--- Task directions ---
Copy every row below word for word, changing nothing.

--- Given information ---

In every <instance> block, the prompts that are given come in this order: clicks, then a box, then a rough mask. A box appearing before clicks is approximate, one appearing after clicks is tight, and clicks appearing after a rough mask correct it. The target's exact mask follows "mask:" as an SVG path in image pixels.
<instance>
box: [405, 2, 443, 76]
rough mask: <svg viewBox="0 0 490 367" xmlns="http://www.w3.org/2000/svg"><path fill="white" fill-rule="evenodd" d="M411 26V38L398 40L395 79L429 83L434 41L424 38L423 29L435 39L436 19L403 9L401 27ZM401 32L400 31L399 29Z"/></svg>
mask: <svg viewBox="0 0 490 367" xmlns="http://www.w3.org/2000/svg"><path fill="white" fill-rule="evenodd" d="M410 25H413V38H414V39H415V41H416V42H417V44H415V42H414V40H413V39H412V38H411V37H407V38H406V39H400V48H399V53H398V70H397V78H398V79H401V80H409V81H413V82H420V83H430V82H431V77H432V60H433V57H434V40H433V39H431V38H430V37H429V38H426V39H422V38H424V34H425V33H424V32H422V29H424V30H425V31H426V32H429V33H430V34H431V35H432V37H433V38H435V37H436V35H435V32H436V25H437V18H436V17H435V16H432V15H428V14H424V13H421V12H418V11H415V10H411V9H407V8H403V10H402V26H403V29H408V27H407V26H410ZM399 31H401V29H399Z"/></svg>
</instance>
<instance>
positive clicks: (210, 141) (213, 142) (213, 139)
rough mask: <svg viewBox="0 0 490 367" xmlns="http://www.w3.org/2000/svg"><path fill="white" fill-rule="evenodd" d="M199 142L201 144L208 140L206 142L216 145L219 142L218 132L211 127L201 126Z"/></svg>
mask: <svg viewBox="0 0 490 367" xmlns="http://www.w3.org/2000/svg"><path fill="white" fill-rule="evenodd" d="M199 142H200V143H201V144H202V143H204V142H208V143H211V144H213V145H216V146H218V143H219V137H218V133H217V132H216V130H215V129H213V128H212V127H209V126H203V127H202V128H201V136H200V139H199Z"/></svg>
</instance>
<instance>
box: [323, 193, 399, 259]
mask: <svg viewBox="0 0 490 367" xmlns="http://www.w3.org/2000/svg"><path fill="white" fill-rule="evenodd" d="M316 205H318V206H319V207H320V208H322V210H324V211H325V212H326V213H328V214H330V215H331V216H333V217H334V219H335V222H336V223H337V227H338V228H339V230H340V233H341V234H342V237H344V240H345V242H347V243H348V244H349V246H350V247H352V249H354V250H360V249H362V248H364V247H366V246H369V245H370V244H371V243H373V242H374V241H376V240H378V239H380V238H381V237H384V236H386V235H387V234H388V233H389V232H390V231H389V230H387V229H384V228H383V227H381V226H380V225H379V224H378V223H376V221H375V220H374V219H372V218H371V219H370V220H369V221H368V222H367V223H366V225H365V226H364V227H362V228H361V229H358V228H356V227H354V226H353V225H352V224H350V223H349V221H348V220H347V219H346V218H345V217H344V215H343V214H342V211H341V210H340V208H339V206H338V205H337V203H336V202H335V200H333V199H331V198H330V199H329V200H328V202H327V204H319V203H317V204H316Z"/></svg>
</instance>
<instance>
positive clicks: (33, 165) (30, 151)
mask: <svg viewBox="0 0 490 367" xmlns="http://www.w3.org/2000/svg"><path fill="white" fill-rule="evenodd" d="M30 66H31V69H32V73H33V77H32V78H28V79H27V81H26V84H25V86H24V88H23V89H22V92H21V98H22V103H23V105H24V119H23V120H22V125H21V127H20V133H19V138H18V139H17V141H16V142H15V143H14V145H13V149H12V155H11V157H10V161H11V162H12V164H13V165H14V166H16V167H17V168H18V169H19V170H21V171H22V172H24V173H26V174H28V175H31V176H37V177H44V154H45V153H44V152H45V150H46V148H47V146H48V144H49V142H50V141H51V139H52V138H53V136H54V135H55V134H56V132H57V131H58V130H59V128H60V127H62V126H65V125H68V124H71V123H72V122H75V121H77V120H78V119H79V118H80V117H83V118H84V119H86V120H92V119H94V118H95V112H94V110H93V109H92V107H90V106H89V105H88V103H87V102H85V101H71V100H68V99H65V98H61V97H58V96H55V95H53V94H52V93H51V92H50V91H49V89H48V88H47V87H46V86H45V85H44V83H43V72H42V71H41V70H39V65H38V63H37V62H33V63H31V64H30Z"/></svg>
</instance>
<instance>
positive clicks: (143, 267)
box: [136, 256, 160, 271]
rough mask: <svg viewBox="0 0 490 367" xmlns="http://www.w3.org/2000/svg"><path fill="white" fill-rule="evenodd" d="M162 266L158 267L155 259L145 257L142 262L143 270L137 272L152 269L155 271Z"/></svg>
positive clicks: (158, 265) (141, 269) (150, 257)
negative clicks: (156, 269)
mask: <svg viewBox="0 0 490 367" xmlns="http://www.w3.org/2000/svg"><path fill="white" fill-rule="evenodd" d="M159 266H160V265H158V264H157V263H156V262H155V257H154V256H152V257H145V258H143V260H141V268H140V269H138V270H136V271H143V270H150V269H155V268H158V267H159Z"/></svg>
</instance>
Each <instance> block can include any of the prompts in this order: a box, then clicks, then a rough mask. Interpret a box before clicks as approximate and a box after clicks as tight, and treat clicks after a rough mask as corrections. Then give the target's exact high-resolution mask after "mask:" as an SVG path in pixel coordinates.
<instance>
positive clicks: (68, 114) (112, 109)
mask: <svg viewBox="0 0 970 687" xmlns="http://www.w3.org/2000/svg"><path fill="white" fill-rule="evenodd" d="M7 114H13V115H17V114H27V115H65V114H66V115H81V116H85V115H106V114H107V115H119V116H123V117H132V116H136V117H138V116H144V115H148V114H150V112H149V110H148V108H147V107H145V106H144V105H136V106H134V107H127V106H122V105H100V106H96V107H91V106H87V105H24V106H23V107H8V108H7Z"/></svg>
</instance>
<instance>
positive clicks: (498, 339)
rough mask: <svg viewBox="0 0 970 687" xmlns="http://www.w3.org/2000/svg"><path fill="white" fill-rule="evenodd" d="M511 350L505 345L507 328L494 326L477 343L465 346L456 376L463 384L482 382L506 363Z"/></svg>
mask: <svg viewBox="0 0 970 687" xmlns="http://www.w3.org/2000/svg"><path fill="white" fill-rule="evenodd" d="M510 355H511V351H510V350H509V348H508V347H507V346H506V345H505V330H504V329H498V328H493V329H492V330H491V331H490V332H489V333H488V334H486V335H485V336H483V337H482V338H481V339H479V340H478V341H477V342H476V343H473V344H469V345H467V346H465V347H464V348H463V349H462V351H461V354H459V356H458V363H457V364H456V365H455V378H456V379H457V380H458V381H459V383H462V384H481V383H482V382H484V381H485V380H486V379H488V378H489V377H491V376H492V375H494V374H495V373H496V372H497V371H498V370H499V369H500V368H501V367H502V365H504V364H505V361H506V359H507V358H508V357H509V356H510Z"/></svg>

--- The answer ---
In every <instance> block, the prompts that are given come in this order: clicks, then a box, then a rough mask. A box appearing before clicks is approximate, one appearing after clicks is tight, and clicks appearing after a rough mask correct it. The target's exact mask follows "mask:" as an SVG path in image pixels.
<instance>
box: [405, 2, 443, 76]
rough mask: <svg viewBox="0 0 490 367" xmlns="http://www.w3.org/2000/svg"><path fill="white" fill-rule="evenodd" d="M411 26V38L398 40L395 79L429 83L434 41L424 38L423 29L435 39L436 19L403 9L401 27ZM401 32L400 31L399 29Z"/></svg>
mask: <svg viewBox="0 0 490 367" xmlns="http://www.w3.org/2000/svg"><path fill="white" fill-rule="evenodd" d="M410 25H413V38H414V39H415V41H416V42H417V44H415V42H414V40H413V39H412V38H411V37H407V38H406V39H400V48H399V53H398V70H397V78H398V79H401V80H409V81H413V82H420V83H430V82H431V77H432V60H433V57H434V40H433V39H431V38H430V37H429V38H426V39H422V38H424V34H425V33H424V32H422V29H424V30H425V31H426V32H429V33H430V34H431V35H432V37H433V38H435V37H436V35H435V32H436V25H437V18H436V17H435V16H432V15H428V14H424V13H421V12H418V11H415V10H411V9H407V8H403V10H402V26H403V29H408V27H407V26H410ZM399 31H401V29H399Z"/></svg>
</instance>
<instance>
positive clicks: (210, 141) (213, 142) (213, 139)
rough mask: <svg viewBox="0 0 490 367" xmlns="http://www.w3.org/2000/svg"><path fill="white" fill-rule="evenodd" d="M199 142L201 144L208 140L206 142L216 145L219 142L218 132L211 127L201 126Z"/></svg>
mask: <svg viewBox="0 0 490 367" xmlns="http://www.w3.org/2000/svg"><path fill="white" fill-rule="evenodd" d="M199 142H200V143H201V144H202V143H204V142H208V143H211V144H213V145H216V146H218V143H219V137H218V133H217V132H216V130H215V129H213V128H212V127H209V126H203V127H202V128H201V136H200V139H199Z"/></svg>
</instance>
<instance>
box: [323, 193, 399, 259]
mask: <svg viewBox="0 0 490 367" xmlns="http://www.w3.org/2000/svg"><path fill="white" fill-rule="evenodd" d="M316 205H318V206H319V207H320V208H322V210H324V211H325V212H326V213H328V214H330V215H331V216H333V217H334V219H335V222H336V223H337V227H338V228H339V230H340V233H341V234H342V237H344V240H345V242H347V243H348V244H349V246H350V247H352V249H354V250H360V249H362V248H364V247H366V246H369V245H370V244H371V243H373V242H374V241H376V240H378V239H380V238H381V237H384V236H386V235H387V234H388V233H389V232H390V231H389V230H387V229H384V228H383V227H381V226H380V225H379V224H378V223H376V221H375V220H374V219H372V218H371V219H370V220H369V221H368V222H367V223H366V225H365V226H364V227H362V228H361V229H358V228H356V227H354V226H353V225H352V224H350V223H349V221H348V220H347V219H346V218H345V217H344V215H343V214H342V211H341V210H340V208H339V206H338V205H337V203H336V202H335V200H333V199H331V198H330V199H329V200H328V202H327V204H319V203H317V204H316Z"/></svg>
</instance>
<instance>
positive clicks: (33, 165) (30, 151)
mask: <svg viewBox="0 0 490 367" xmlns="http://www.w3.org/2000/svg"><path fill="white" fill-rule="evenodd" d="M30 66H31V69H32V73H33V77H32V78H28V79H27V81H26V84H25V86H24V88H23V89H22V92H21V98H22V103H23V105H24V119H23V120H22V125H21V127H20V133H19V138H18V139H17V141H16V142H15V143H14V145H13V149H12V155H11V157H10V161H11V162H12V164H13V165H14V166H16V167H17V168H18V169H19V170H21V171H22V172H24V173H26V174H28V175H31V176H37V177H44V154H45V153H44V152H45V150H46V148H47V146H48V144H49V142H50V141H51V139H52V138H53V136H54V135H55V134H56V132H57V131H58V130H59V128H60V127H62V126H65V125H68V124H71V123H72V122H75V121H77V120H78V119H79V118H80V117H83V118H84V119H86V120H92V119H94V118H95V112H94V110H93V109H92V107H90V106H89V105H88V103H87V102H85V101H71V100H68V99H65V98H61V97H58V96H55V95H53V94H52V93H51V92H50V91H49V89H48V88H47V87H46V86H45V85H44V83H43V72H42V71H41V70H39V65H38V63H37V62H33V63H31V64H30Z"/></svg>
</instance>
<instance>
positive clicks: (143, 267)
box: [136, 256, 160, 271]
rough mask: <svg viewBox="0 0 490 367" xmlns="http://www.w3.org/2000/svg"><path fill="white" fill-rule="evenodd" d="M162 266L158 267L155 259L145 257L142 262L143 270L137 272L152 269L155 271Z"/></svg>
positive clicks: (158, 265) (141, 269) (150, 257)
negative clicks: (156, 269)
mask: <svg viewBox="0 0 490 367" xmlns="http://www.w3.org/2000/svg"><path fill="white" fill-rule="evenodd" d="M159 266H160V265H158V264H157V263H156V262H155V257H154V256H152V257H145V258H143V260H141V268H140V269H138V270H136V271H143V270H150V269H155V268H158V267H159Z"/></svg>
</instance>
Each <instance> block can include any of the prompts in this order: a box, then clicks, then a rough mask. Interpret a box before clicks as approximate and a box after clicks as tight, and treat clicks after a rough mask as corrections. Then give the target's exact high-resolution mask after "mask:" as an SVG path in pixel coordinates.
<instance>
positive clicks: (68, 114) (112, 109)
mask: <svg viewBox="0 0 970 687" xmlns="http://www.w3.org/2000/svg"><path fill="white" fill-rule="evenodd" d="M7 114H13V115H17V114H27V115H65V114H66V115H81V116H85V115H106V114H107V115H119V116H123V117H132V116H136V117H138V116H144V115H148V114H150V112H149V110H148V108H147V107H145V106H144V105H136V106H134V107H127V106H122V105H100V106H96V107H91V106H87V105H24V106H23V107H8V108H7Z"/></svg>
</instance>
<instance>
positive clicks: (498, 339)
rough mask: <svg viewBox="0 0 970 687" xmlns="http://www.w3.org/2000/svg"><path fill="white" fill-rule="evenodd" d="M511 350L505 345L507 328L494 326L477 343L465 346L456 376L463 384L482 382L506 363Z"/></svg>
mask: <svg viewBox="0 0 970 687" xmlns="http://www.w3.org/2000/svg"><path fill="white" fill-rule="evenodd" d="M510 355H511V351H510V350H509V348H508V347H507V346H506V345H505V330H504V329H498V328H493V329H492V330H491V331H490V332H489V333H488V334H486V335H485V336H483V337H482V338H481V339H479V340H478V341H477V342H476V343H473V344H469V345H467V346H465V347H464V348H463V349H462V351H461V354H459V356H458V363H457V364H456V365H455V378H456V379H457V380H458V381H459V383H462V384H481V383H482V382H484V381H485V380H486V379H488V378H489V377H491V376H492V375H494V374H495V373H496V372H497V371H498V370H499V369H500V368H501V367H502V365H504V364H505V361H506V359H507V358H508V357H509V356H510Z"/></svg>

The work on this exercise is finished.